■ ABOUT THIS EXERCISE: Give back exactly the lines starting at the one with "silver renault laguna -> point" and ending at the last line of the data below. Pictures are not part of the copy.

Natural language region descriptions
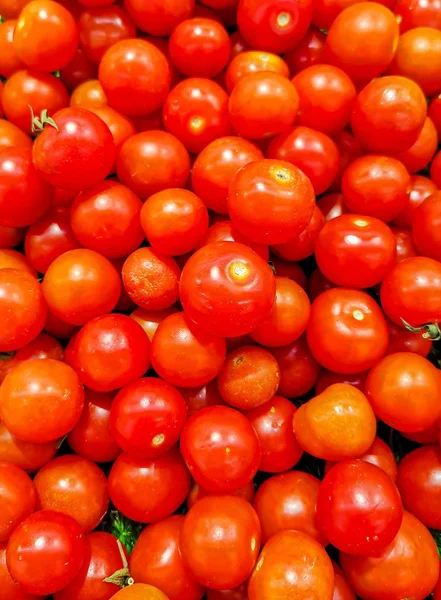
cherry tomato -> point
(227, 289)
(220, 541)
(80, 285)
(152, 161)
(262, 105)
(215, 167)
(156, 559)
(45, 36)
(45, 552)
(395, 108)
(131, 481)
(221, 449)
(274, 25)
(404, 391)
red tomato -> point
(45, 552)
(73, 486)
(274, 25)
(347, 332)
(152, 161)
(408, 567)
(156, 559)
(220, 541)
(80, 285)
(215, 167)
(221, 449)
(355, 251)
(135, 76)
(45, 36)
(262, 105)
(404, 390)
(131, 481)
(359, 508)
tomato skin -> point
(215, 167)
(152, 161)
(274, 26)
(147, 417)
(73, 486)
(404, 391)
(262, 105)
(408, 567)
(24, 195)
(416, 299)
(45, 552)
(46, 36)
(196, 112)
(241, 277)
(292, 560)
(221, 449)
(313, 152)
(359, 508)
(361, 262)
(156, 559)
(135, 76)
(377, 108)
(28, 88)
(220, 541)
(73, 286)
(418, 482)
(355, 346)
(132, 479)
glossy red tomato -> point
(80, 285)
(73, 486)
(420, 485)
(408, 567)
(227, 289)
(347, 332)
(131, 481)
(313, 152)
(45, 36)
(196, 112)
(288, 317)
(395, 108)
(355, 251)
(221, 449)
(262, 105)
(45, 552)
(359, 508)
(220, 541)
(152, 161)
(412, 291)
(404, 391)
(199, 47)
(156, 559)
(274, 25)
(215, 167)
(24, 195)
(377, 186)
(21, 299)
(147, 417)
(135, 76)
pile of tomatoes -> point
(220, 289)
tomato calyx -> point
(39, 123)
(431, 330)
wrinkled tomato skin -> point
(221, 449)
(419, 484)
(359, 508)
(354, 347)
(408, 567)
(220, 541)
(156, 559)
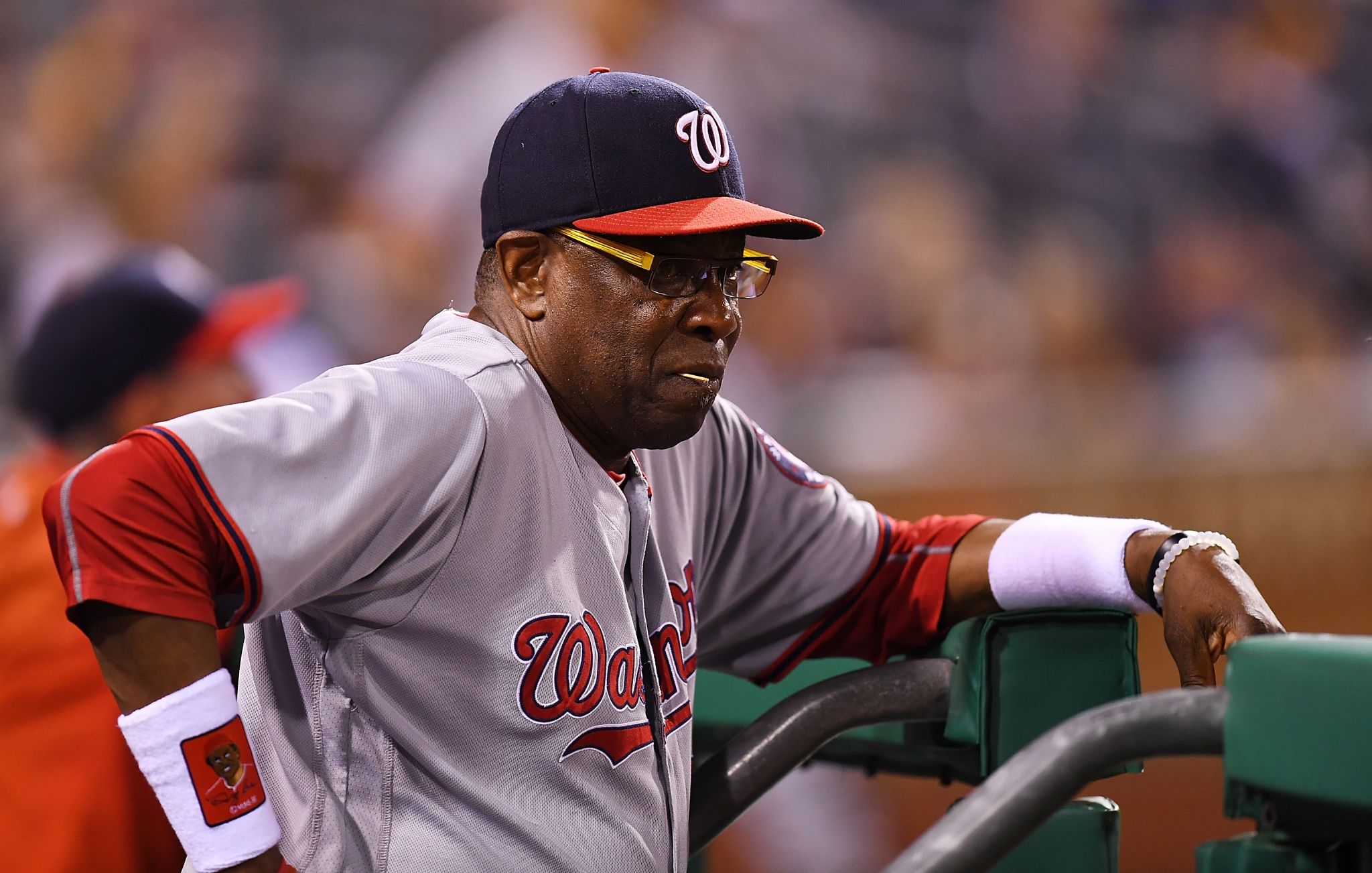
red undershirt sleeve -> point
(131, 526)
(895, 607)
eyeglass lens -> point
(687, 276)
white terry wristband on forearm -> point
(194, 750)
(1065, 560)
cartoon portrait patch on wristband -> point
(224, 775)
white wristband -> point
(1065, 560)
(1190, 540)
(194, 750)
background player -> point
(146, 340)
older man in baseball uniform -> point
(482, 573)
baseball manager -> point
(482, 573)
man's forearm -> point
(145, 658)
(969, 578)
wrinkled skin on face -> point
(611, 352)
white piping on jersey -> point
(69, 529)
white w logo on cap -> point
(704, 131)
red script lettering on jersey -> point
(585, 673)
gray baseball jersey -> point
(472, 650)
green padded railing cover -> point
(1080, 837)
(1300, 722)
(1255, 853)
(1021, 673)
(1017, 674)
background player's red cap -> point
(626, 154)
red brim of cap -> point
(703, 216)
(239, 312)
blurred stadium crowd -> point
(1060, 231)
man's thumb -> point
(1194, 663)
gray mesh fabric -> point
(446, 670)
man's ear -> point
(522, 260)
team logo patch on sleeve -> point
(791, 466)
(224, 775)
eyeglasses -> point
(682, 275)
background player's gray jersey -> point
(448, 666)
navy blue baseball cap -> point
(149, 311)
(623, 154)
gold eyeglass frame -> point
(645, 260)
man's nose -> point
(709, 315)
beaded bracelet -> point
(1190, 541)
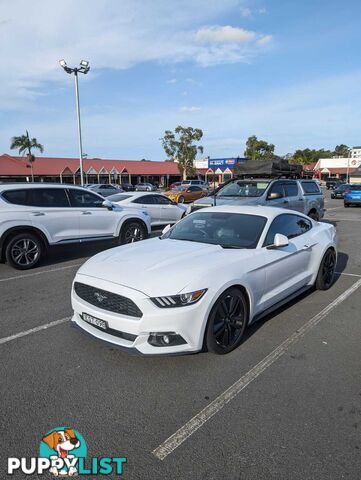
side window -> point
(145, 200)
(17, 197)
(291, 189)
(310, 187)
(49, 197)
(290, 225)
(81, 198)
(276, 188)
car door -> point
(51, 208)
(94, 219)
(151, 205)
(170, 213)
(294, 196)
(287, 268)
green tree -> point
(24, 144)
(181, 146)
(341, 150)
(259, 149)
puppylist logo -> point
(63, 452)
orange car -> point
(186, 193)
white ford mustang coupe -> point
(204, 280)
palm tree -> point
(24, 144)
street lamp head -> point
(84, 66)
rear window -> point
(310, 187)
(17, 197)
(118, 197)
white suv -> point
(35, 216)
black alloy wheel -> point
(23, 251)
(326, 271)
(227, 322)
(132, 232)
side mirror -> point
(279, 241)
(107, 204)
(274, 196)
(166, 229)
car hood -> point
(209, 201)
(160, 267)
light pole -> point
(84, 68)
(348, 165)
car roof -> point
(260, 210)
(138, 194)
(16, 186)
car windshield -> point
(229, 230)
(243, 188)
(118, 197)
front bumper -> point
(132, 333)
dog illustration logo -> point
(65, 445)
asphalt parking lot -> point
(285, 405)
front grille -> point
(107, 300)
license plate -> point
(95, 321)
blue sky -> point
(287, 71)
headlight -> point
(181, 300)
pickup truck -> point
(302, 195)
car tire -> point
(314, 215)
(227, 322)
(24, 251)
(132, 231)
(326, 272)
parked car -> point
(145, 187)
(197, 183)
(161, 209)
(330, 184)
(104, 189)
(352, 195)
(339, 191)
(127, 187)
(185, 193)
(304, 196)
(34, 217)
(232, 265)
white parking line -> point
(33, 330)
(33, 274)
(175, 440)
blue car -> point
(352, 195)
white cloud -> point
(218, 34)
(265, 40)
(246, 12)
(112, 34)
(192, 109)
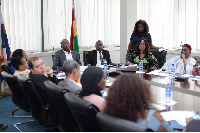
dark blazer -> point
(60, 58)
(38, 81)
(70, 86)
(91, 57)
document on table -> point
(179, 116)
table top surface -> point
(186, 93)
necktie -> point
(101, 57)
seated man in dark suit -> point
(39, 73)
(72, 72)
(65, 54)
(96, 57)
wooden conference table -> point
(186, 93)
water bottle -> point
(141, 66)
(181, 45)
(105, 67)
(168, 94)
(173, 71)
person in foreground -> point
(72, 72)
(39, 73)
(21, 66)
(65, 54)
(196, 69)
(93, 81)
(130, 98)
(21, 53)
(183, 63)
(3, 127)
(141, 30)
(142, 53)
(96, 57)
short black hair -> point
(30, 64)
(17, 52)
(16, 61)
(144, 23)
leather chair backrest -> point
(43, 113)
(109, 123)
(84, 113)
(66, 121)
(6, 67)
(18, 96)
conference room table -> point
(186, 93)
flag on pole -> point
(74, 39)
(5, 49)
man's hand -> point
(49, 71)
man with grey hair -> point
(64, 54)
(96, 57)
(72, 72)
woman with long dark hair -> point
(130, 98)
(142, 53)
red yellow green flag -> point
(74, 39)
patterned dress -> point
(148, 61)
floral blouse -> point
(148, 61)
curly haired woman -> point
(142, 53)
(141, 30)
(130, 98)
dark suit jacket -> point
(70, 86)
(60, 58)
(91, 57)
(38, 81)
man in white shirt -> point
(64, 54)
(72, 72)
(96, 57)
(183, 63)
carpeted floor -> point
(6, 106)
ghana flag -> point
(74, 39)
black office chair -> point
(109, 123)
(66, 121)
(83, 112)
(6, 67)
(18, 95)
(42, 112)
(193, 126)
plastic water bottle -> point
(105, 67)
(173, 71)
(181, 45)
(141, 66)
(168, 94)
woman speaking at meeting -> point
(141, 30)
(142, 53)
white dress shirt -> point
(179, 65)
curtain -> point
(22, 23)
(95, 20)
(172, 21)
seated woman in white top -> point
(21, 66)
(93, 81)
(183, 63)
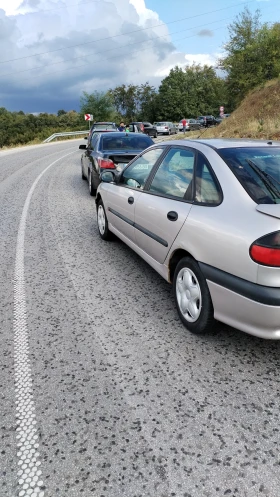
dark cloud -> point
(72, 56)
(205, 32)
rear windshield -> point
(125, 142)
(258, 170)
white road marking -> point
(29, 474)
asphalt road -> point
(103, 392)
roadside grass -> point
(38, 141)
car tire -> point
(91, 188)
(102, 222)
(192, 297)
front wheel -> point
(102, 222)
(192, 297)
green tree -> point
(190, 92)
(99, 104)
(252, 54)
(61, 112)
(146, 98)
(125, 99)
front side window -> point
(207, 189)
(258, 170)
(137, 173)
(174, 175)
(117, 141)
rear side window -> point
(207, 188)
(174, 175)
(137, 173)
(93, 141)
(258, 170)
(126, 142)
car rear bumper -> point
(242, 304)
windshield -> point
(125, 142)
(258, 170)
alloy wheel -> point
(188, 294)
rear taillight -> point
(106, 163)
(266, 250)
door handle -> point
(172, 216)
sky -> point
(53, 50)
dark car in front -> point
(110, 151)
(104, 126)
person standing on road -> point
(121, 127)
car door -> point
(88, 157)
(120, 199)
(161, 211)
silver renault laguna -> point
(205, 214)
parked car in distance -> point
(205, 214)
(150, 129)
(138, 126)
(192, 124)
(207, 121)
(219, 119)
(101, 126)
(110, 151)
(166, 128)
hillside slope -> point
(258, 116)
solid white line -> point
(29, 474)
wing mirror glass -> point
(107, 177)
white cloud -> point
(60, 74)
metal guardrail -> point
(67, 133)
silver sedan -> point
(205, 214)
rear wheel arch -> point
(175, 259)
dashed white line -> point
(29, 474)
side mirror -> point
(107, 177)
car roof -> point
(220, 143)
(120, 134)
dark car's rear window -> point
(258, 170)
(104, 126)
(126, 142)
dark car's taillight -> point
(106, 163)
(266, 250)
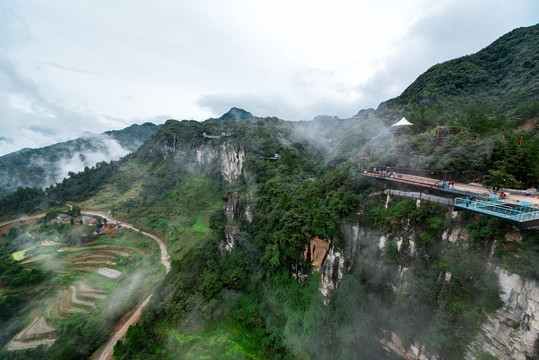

■ TASK RESULT:
silver renault laguna -> point
(205, 214)
parked car in distance -> point
(205, 214)
(150, 129)
(138, 126)
(192, 124)
(207, 121)
(219, 119)
(101, 126)
(110, 151)
(166, 128)
hillside slope -> point
(258, 116)
solid white line -> point
(29, 474)
wing mirror glass -> point
(107, 177)
white cloud -> point
(60, 74)
metal guardrail -> point
(67, 133)
silver sedan -> point
(205, 214)
rear wheel arch -> point
(175, 259)
dashed white line -> point
(29, 474)
side mirror -> point
(107, 177)
car roof -> point
(220, 143)
(120, 134)
dark car's rear window -> point
(258, 170)
(104, 126)
(126, 142)
dark car's taillight -> point
(106, 163)
(266, 250)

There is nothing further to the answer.